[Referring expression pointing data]
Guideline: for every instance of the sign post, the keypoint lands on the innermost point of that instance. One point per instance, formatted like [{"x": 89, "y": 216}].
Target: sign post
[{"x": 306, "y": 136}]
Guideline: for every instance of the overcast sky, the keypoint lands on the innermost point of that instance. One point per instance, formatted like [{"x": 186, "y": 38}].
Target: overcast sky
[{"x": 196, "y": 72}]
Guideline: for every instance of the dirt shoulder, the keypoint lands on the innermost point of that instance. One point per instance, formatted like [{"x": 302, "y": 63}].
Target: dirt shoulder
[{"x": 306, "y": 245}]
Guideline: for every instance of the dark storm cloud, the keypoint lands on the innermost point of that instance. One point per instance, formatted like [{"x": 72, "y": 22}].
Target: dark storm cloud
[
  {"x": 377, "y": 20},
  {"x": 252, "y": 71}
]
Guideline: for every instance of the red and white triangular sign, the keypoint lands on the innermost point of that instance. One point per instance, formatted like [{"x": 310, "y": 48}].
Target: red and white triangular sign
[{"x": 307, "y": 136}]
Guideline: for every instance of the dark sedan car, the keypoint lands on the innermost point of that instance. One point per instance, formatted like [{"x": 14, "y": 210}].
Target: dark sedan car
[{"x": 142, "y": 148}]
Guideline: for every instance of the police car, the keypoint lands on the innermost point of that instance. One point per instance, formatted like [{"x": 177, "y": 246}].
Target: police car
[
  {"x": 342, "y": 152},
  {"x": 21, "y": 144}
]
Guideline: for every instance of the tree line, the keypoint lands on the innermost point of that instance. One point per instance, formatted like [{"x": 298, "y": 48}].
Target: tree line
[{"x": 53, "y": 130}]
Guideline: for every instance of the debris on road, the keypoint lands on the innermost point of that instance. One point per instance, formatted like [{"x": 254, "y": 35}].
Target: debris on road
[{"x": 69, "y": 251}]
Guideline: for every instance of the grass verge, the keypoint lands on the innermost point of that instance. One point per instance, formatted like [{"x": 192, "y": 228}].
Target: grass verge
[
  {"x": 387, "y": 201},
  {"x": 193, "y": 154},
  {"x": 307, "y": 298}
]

## About this exercise
Please copy out the preceding data in full, exactly as written.

## Solution below
Guideline: for every instance of the sign post, the keypoint lands on the innermost point of that instance. One point per instance, formatted like [{"x": 89, "y": 216}].
Target: sign post
[{"x": 306, "y": 136}]
Guideline: for every instance of the overcast sky, the keypoint lands on the innermost point of that instance. One point per instance, formatted like [{"x": 186, "y": 38}].
Target: overcast sky
[{"x": 196, "y": 72}]
Guideline: for every instance of the dirt shoulder, the keypoint lands on the innermost point of that instance. One point per instance, formatted like [{"x": 302, "y": 63}].
Target: dirt shoulder
[{"x": 306, "y": 245}]
Guideline: for every instance of the dark storm cloud, the keypoint lands on the innermost point of that instance. One point per instance, formatted like [{"x": 72, "y": 22}].
Target: dark storm cloud
[
  {"x": 377, "y": 20},
  {"x": 252, "y": 71}
]
Guideline: for every instance of the red and white triangular sign, the keypoint lands on the innermost point of that instance. One point per instance, formatted like [{"x": 310, "y": 48}].
Target: red and white triangular sign
[{"x": 307, "y": 136}]
Guideline: for every instance of the dark sedan car, the keypoint lands on the innermost point of that instance. One point per instance, formatted like [{"x": 14, "y": 210}].
Target: dark sedan car
[{"x": 142, "y": 148}]
Guideline: for every instance of the police car, the keypoint lands on the innermost point of that instance. One point per instance, formatted like [{"x": 177, "y": 246}].
Target: police car
[
  {"x": 342, "y": 152},
  {"x": 21, "y": 144}
]
Guideline: for every instance of the tree line, the keypoint lands on the innermost point of that instance. One point per instance, formatted like [{"x": 298, "y": 48}].
Target: tree line
[{"x": 53, "y": 130}]
Guideline: for every instance of the debris on road, the keypoint lands on the innermost point of that instance. One point per instance, formatted like [{"x": 254, "y": 35}].
Target: debris on road
[{"x": 69, "y": 251}]
Guideline: for every instance of the grass verge, the keypoint lands on the innermost point of that instance. One point per instance, formatted like [{"x": 192, "y": 228}].
Target: grass verge
[
  {"x": 387, "y": 201},
  {"x": 193, "y": 154},
  {"x": 307, "y": 298}
]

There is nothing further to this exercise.